▶ GOAL OF THE EXERCISE
Please write out everything from the line containing "in blue shirt." down to the last line below, requests included, with each coordinate in the answers scaled by 1.95 and rounded to a whole number, halves up.

▶ RECORDS FOR THIS EXERCISE
%%

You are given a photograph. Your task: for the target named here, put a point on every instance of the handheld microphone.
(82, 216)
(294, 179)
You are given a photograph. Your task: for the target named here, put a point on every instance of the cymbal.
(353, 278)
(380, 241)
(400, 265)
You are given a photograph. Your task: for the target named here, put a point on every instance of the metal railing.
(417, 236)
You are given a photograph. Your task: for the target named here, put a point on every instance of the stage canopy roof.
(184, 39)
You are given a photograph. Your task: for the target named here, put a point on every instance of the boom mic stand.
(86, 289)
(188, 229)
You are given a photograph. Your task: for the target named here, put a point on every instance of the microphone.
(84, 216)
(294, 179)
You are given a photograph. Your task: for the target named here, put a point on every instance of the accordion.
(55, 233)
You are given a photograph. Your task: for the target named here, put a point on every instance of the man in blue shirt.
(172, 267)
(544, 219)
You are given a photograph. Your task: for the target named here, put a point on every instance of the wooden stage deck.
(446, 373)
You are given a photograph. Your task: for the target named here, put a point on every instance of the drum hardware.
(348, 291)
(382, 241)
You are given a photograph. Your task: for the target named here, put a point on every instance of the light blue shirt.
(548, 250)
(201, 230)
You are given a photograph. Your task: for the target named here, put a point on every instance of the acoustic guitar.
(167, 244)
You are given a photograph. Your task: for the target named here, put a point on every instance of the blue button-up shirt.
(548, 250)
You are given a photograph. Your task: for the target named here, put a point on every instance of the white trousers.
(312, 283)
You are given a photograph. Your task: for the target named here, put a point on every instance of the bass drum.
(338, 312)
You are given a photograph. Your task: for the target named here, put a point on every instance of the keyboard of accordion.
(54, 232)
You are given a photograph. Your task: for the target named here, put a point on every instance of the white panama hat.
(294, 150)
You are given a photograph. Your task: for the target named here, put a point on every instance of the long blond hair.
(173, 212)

%%

▶ EXERCISE ANSWER
You are given a photograph. Your task: for the target named here, put a point on every instance of the man in blue shirt.
(335, 521)
(1061, 427)
You are given a photograph. Your task: for the target named here, put a point on every instance of the wooden stage deck.
(870, 727)
You are given a photograph. Your task: for the target named here, put a point on every instance of the drum hardware.
(679, 567)
(745, 470)
You are given a photograph. Your task: for the target named here, put a point on every instance of the light blue shirt.
(1069, 488)
(392, 449)
You are given a photograph. Your task: for the target named here, put a point on every instance of the acoustic guitar.
(326, 476)
You are given a photograph. Your task: for the target named here, put a point on every instance of the blue button-up shirt.
(1069, 488)
You are given a photograph. Your task: for the target named here, put a point on every instance of the white trousers.
(608, 552)
You are given a photograph. Your task: for the target named here, put a point on every instance of the bass drum.
(659, 608)
You are given a photograph. Your task: for the target named here, put a point on every instance of the keyboard of accordion.
(105, 452)
You are given a photograph. Your task: for the target named here, put a point on every instance of the white panama hat.
(573, 293)
You are given a photograph. Your task: for the target named here, put a point on every instance of the long blond hair.
(337, 413)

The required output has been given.